● **DOCUMENT TEXT**:
Suppose $y = (r, \theta^1, \theta^2)$ are spherical coordinates in $(\mathbb{R}^3,g)$. What is the $d\text{vol}$ in these coordinates?
I solved it but I don't know if it's right.
My solution:
We want $d\text{vol} = \sqrt {\det (g^y)} dr \, d\theta^1 \, d\theta^2$
Let $x = (x^1,x^2,x^3)$ be cartesian coordinates in $\mathbb{R}^3$. Then
$$x^1 = r\cos\theta^1\sin\theta^2; \quad x^2 = r\sin\theta^1\sin\theta^2; \quad x^3 = r\cos\theta^2$$
I know that $\det (g^y) = \det (g^x) (\det J)^2$, where $\displaystyle J_{ij} = \frac{\partial x^j}{\partial y^i}$. It follows that
$$g^x_{ij} = \left\langle \frac{\partial}{\partial x^i},\frac{\partial}{\partial x^j} \right\rangle_{\mathbb{R}^3} = \delta_{ij} \\ \implies g^x = \text{Id} \\ \implies \det (g^y) = (\det J)^2 \\ \implies \sqrt{\det (g^y)} = |\det J| $$
Then $d\text{vol} = |\det J| \, dr \, d\theta^1 \, d\theta^2$ where $\det J = -r^2 \sin(\theta^2) (\sin(\theta^1) \sin(\theta^2)+\cos^2(\theta^2))$
Is it correct?

● **DATA SUPPLIED**:
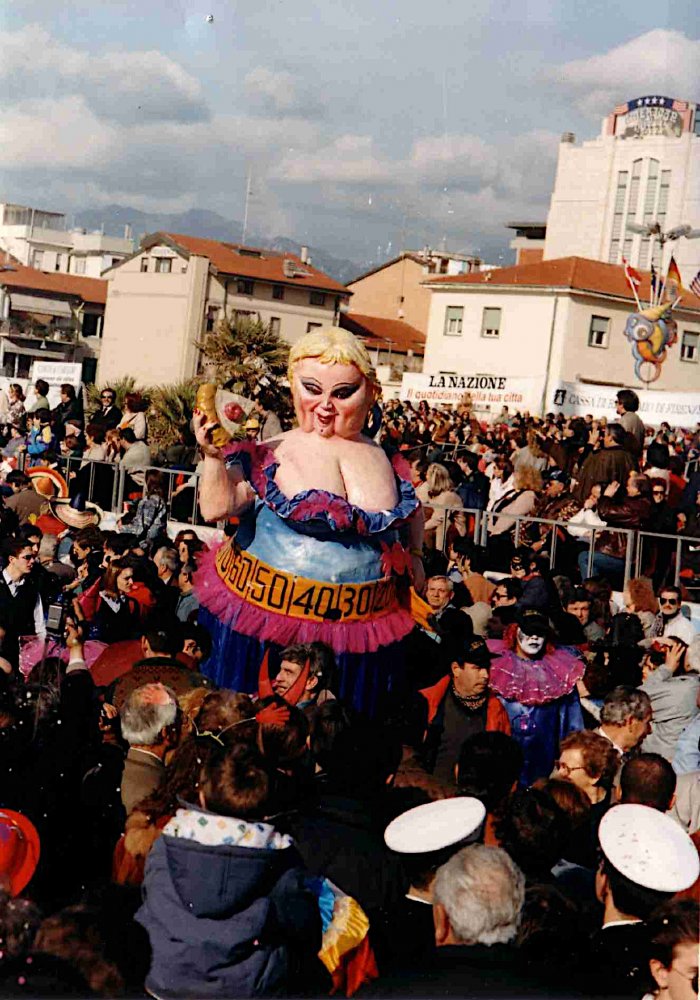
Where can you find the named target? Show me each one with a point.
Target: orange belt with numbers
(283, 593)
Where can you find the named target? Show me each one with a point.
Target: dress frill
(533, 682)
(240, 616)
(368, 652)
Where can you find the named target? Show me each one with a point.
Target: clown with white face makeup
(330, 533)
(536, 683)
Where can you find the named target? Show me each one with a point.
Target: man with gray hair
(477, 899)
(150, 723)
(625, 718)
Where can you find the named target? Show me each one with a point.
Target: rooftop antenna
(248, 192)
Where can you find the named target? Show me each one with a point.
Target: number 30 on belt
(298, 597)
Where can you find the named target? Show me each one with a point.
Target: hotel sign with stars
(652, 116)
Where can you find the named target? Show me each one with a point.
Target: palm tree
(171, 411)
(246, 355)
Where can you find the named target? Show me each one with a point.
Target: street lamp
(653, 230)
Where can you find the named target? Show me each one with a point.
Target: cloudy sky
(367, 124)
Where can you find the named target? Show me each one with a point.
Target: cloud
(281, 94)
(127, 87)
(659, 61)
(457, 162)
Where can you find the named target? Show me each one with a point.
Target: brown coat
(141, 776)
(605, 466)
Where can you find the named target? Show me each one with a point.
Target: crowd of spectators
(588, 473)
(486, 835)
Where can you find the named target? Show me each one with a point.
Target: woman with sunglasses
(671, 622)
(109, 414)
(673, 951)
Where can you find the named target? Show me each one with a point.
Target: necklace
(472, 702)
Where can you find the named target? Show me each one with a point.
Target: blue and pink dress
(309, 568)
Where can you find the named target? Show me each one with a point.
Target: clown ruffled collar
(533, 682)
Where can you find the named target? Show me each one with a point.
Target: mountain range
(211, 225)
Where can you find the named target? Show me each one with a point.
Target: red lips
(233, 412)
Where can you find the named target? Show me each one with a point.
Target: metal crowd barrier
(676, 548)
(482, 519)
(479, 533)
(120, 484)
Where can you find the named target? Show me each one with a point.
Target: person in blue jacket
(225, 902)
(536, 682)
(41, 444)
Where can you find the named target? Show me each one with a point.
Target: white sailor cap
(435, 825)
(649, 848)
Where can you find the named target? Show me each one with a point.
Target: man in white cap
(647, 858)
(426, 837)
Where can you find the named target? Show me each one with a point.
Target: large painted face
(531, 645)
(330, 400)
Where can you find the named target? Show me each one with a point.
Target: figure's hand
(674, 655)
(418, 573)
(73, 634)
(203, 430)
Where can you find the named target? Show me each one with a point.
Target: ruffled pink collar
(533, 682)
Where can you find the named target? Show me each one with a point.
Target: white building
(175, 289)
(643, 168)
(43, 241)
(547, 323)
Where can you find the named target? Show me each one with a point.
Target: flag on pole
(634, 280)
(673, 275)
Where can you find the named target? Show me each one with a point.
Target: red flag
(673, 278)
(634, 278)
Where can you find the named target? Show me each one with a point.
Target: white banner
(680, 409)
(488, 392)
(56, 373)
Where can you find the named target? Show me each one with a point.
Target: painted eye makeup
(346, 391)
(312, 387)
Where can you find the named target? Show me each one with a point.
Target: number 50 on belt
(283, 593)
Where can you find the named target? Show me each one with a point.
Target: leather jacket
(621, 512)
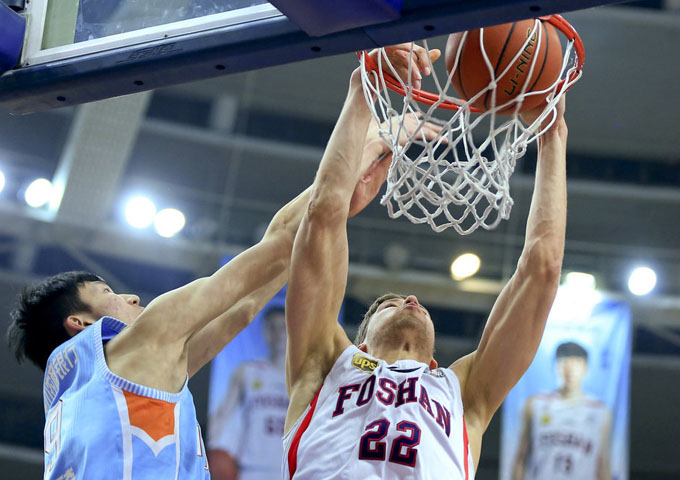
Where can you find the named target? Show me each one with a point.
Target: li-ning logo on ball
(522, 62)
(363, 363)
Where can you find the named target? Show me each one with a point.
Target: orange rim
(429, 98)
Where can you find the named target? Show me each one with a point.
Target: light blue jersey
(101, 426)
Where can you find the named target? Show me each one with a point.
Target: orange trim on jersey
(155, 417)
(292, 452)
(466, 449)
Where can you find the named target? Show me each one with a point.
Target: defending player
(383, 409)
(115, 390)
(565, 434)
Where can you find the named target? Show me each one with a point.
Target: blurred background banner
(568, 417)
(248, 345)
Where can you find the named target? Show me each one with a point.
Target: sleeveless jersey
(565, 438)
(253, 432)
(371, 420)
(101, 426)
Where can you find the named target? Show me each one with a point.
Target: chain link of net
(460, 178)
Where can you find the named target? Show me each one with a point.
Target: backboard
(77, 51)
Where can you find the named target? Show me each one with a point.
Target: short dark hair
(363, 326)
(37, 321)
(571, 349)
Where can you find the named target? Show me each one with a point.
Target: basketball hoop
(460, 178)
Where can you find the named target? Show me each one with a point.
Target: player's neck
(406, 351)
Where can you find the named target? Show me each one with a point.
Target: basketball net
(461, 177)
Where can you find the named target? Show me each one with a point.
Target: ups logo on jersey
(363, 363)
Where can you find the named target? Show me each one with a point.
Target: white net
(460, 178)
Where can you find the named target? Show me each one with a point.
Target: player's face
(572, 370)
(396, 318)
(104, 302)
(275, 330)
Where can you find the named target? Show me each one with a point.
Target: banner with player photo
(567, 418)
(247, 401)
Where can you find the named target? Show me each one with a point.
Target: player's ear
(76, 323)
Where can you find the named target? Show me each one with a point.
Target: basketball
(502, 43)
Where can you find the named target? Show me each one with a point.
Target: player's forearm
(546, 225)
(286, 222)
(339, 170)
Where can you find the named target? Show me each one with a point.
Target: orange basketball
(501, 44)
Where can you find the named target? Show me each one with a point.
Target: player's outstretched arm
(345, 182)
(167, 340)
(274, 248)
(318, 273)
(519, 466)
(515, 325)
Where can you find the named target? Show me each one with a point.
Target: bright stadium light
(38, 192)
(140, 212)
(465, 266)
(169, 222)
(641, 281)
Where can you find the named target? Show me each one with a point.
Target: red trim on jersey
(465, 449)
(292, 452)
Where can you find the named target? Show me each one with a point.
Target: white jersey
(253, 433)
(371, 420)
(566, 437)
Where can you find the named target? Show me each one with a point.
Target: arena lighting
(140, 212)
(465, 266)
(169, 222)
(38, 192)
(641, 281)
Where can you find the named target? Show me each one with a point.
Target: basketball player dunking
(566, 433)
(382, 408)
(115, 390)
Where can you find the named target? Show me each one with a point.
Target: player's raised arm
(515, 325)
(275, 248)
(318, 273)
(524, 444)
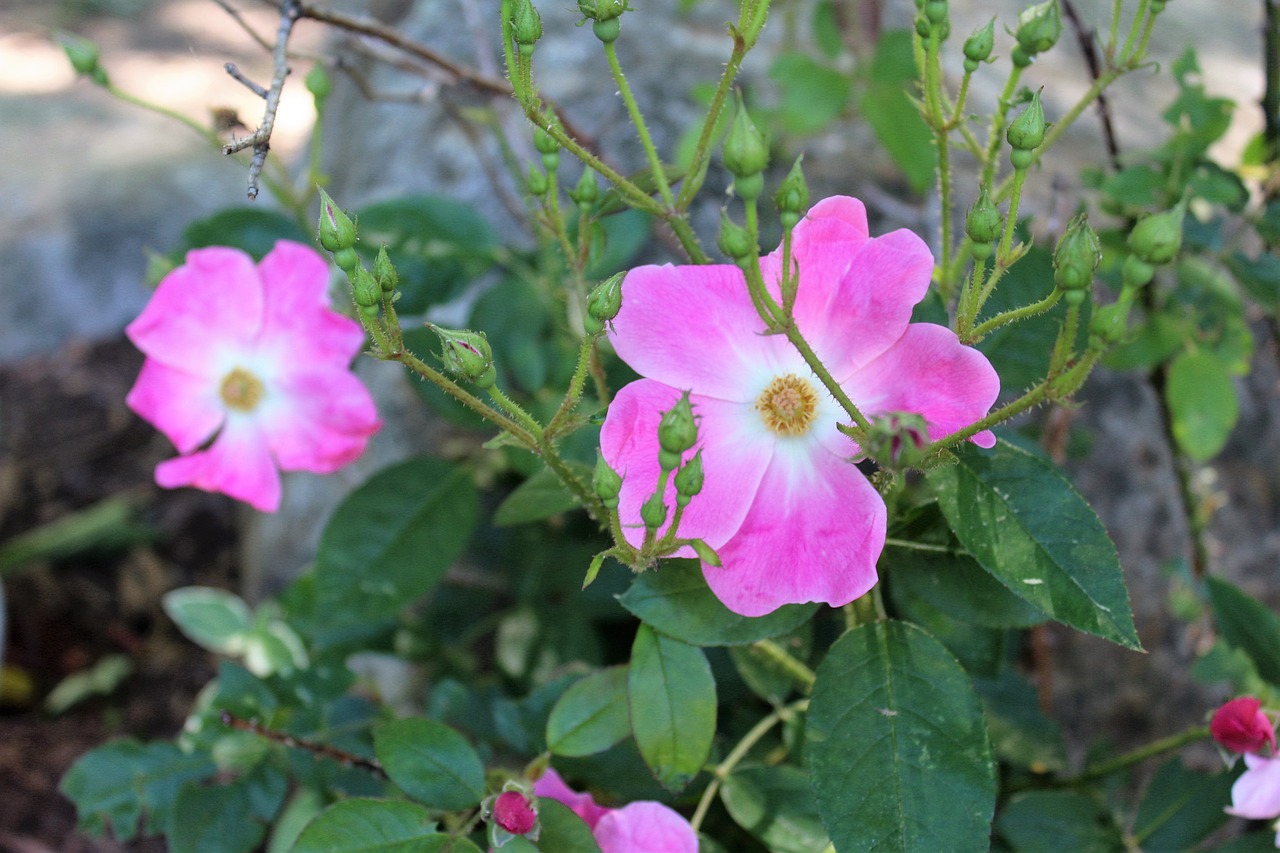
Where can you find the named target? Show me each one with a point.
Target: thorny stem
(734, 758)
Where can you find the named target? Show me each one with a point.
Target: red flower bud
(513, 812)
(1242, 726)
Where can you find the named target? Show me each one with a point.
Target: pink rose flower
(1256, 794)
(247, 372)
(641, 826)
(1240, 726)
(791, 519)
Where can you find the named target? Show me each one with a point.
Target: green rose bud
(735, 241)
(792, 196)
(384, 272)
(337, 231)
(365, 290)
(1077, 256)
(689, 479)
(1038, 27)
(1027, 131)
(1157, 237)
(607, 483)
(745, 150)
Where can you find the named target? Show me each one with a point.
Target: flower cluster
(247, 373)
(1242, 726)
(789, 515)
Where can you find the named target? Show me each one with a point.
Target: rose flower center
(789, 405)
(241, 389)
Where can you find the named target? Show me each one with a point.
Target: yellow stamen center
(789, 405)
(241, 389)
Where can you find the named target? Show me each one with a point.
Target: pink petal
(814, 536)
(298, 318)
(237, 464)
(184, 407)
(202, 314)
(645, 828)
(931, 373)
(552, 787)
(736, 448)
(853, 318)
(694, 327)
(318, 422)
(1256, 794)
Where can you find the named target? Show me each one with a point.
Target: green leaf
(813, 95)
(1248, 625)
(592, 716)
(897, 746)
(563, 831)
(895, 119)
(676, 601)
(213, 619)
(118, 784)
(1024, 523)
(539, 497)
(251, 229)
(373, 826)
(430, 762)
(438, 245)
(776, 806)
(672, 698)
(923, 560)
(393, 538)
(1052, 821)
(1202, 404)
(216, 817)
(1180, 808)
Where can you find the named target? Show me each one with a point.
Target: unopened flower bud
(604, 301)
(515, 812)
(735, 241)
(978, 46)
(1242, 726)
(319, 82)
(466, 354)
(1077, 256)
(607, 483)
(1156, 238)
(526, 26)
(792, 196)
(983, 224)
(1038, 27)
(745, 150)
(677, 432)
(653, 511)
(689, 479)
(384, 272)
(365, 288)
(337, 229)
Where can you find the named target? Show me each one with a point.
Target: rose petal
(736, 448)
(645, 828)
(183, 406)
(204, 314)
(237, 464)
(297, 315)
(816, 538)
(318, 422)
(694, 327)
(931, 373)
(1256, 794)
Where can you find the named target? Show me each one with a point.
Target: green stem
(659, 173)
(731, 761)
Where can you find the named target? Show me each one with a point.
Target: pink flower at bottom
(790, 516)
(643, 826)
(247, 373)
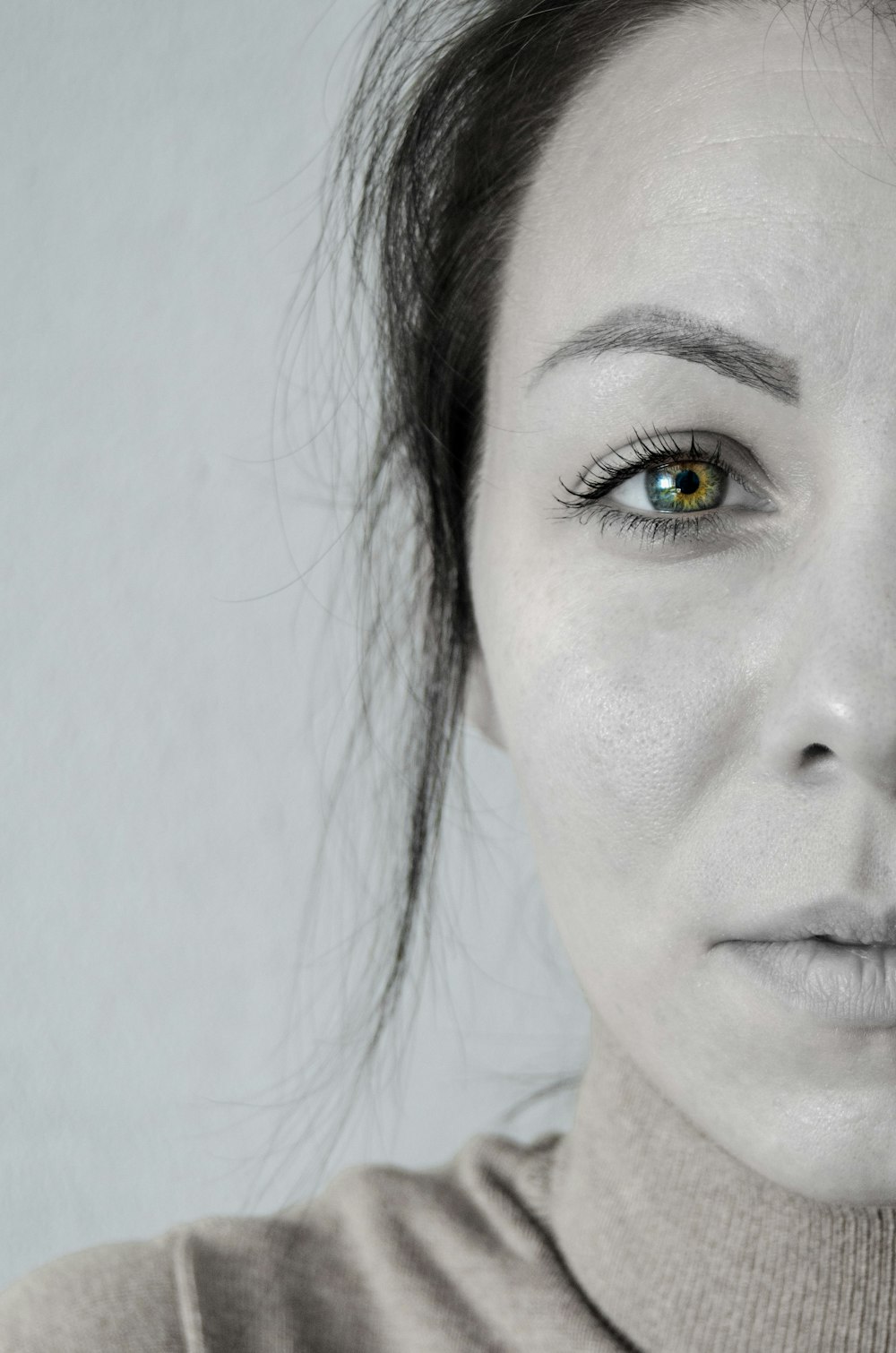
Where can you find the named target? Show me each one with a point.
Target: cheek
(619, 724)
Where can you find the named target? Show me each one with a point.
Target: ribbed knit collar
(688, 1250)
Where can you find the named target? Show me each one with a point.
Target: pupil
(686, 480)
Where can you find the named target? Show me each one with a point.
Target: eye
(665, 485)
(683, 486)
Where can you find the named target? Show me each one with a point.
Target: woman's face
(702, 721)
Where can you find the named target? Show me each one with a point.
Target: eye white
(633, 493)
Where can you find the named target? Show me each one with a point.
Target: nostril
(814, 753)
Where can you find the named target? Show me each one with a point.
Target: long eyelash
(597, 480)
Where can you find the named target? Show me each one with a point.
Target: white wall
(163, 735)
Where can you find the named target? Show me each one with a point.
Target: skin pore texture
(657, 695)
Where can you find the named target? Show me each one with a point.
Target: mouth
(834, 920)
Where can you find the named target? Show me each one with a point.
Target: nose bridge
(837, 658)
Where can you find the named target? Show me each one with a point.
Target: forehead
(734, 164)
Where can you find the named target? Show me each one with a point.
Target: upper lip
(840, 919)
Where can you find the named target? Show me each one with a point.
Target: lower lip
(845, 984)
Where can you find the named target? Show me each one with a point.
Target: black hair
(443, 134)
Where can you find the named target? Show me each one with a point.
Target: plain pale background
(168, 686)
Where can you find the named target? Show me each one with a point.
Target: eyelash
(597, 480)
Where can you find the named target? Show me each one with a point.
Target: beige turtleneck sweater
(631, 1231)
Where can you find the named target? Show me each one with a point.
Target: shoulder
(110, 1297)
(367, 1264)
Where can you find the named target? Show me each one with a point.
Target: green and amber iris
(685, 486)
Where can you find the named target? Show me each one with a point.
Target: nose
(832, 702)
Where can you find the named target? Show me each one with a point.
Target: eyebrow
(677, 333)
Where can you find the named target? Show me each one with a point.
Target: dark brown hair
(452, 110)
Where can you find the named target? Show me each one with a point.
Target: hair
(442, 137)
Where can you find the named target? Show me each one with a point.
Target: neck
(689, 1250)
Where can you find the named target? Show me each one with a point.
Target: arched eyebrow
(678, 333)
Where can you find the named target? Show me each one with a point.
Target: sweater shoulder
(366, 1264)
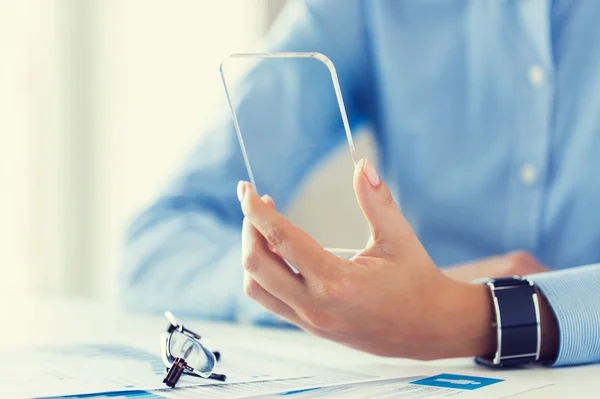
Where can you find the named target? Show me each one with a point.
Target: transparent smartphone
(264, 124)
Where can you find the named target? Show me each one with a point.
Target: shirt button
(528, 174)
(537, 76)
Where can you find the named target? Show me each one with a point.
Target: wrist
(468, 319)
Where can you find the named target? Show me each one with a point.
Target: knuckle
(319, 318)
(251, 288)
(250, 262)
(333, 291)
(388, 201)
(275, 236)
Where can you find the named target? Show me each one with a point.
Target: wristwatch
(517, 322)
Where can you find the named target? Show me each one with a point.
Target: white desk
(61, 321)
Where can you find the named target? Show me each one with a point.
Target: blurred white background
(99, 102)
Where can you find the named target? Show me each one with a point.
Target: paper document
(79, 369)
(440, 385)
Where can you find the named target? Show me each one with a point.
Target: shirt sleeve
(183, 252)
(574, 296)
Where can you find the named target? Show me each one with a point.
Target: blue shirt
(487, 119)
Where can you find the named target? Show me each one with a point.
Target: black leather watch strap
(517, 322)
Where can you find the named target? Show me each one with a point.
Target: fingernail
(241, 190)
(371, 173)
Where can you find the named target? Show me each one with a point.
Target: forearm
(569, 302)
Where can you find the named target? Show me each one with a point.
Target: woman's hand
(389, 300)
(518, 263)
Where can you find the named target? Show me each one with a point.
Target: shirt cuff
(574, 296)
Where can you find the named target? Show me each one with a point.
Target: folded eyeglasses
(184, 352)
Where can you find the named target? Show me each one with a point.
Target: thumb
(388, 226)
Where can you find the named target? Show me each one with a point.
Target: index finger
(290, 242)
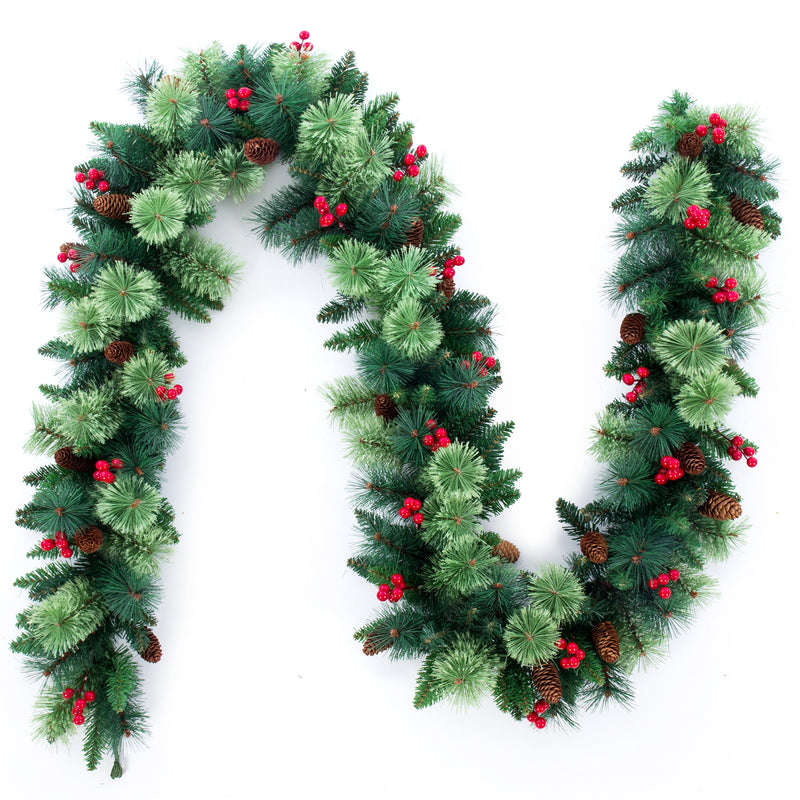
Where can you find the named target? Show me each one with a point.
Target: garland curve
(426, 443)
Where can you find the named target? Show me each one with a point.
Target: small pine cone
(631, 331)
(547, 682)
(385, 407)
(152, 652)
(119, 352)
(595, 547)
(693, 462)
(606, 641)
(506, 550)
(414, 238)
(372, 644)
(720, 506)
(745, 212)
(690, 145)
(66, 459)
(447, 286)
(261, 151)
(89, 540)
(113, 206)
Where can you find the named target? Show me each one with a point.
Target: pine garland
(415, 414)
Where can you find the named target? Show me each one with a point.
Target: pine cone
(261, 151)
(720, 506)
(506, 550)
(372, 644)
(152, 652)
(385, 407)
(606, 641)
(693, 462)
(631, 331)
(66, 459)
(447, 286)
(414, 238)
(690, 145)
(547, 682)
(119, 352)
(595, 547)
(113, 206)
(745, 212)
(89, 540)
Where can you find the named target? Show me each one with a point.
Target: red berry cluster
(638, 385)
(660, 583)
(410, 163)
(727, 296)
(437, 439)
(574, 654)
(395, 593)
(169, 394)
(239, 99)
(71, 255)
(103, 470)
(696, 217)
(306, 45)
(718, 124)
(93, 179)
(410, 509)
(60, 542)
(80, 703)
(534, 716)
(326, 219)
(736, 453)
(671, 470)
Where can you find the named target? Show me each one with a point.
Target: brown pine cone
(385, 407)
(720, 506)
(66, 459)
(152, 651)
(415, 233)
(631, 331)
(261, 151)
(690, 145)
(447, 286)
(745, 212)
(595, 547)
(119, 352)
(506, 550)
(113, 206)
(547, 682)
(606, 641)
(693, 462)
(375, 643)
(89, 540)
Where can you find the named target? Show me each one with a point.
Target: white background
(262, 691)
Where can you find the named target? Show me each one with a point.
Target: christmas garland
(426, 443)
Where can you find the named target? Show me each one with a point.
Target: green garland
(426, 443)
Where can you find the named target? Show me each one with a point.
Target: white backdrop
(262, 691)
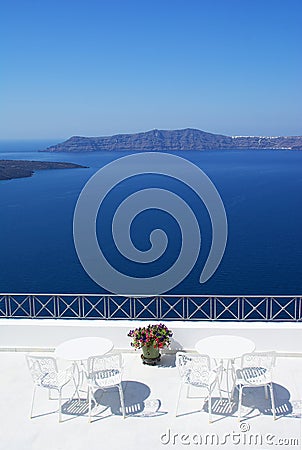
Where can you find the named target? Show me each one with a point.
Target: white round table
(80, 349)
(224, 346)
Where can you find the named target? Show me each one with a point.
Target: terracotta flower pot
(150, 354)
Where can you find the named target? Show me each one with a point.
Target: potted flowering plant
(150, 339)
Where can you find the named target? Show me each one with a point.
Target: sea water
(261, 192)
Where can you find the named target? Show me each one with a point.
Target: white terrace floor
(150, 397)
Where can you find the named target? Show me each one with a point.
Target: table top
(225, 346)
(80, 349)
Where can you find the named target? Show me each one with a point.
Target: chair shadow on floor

● **SET TASKS**:
- a) In the spherical coordinates post, what does the writer conclude the metric $g^x$ in Cartesian coordinates equals?
- b) List every formula in the spherical coordinates post that expresses a Cartesian coordinate in terms of the spherical ones.
The records aren't needed for this work.

● **TASK-BY-TASK RESULTS**:
- a) The identity, since $g^x_{ij} = \delta_{ij}$.

- b)
- $x^1 = r\cos\theta^1\sin\theta^2$
- $x^2 = r\sin\theta^1\sin\theta^2$
- $x^3 = r\cos\theta^2$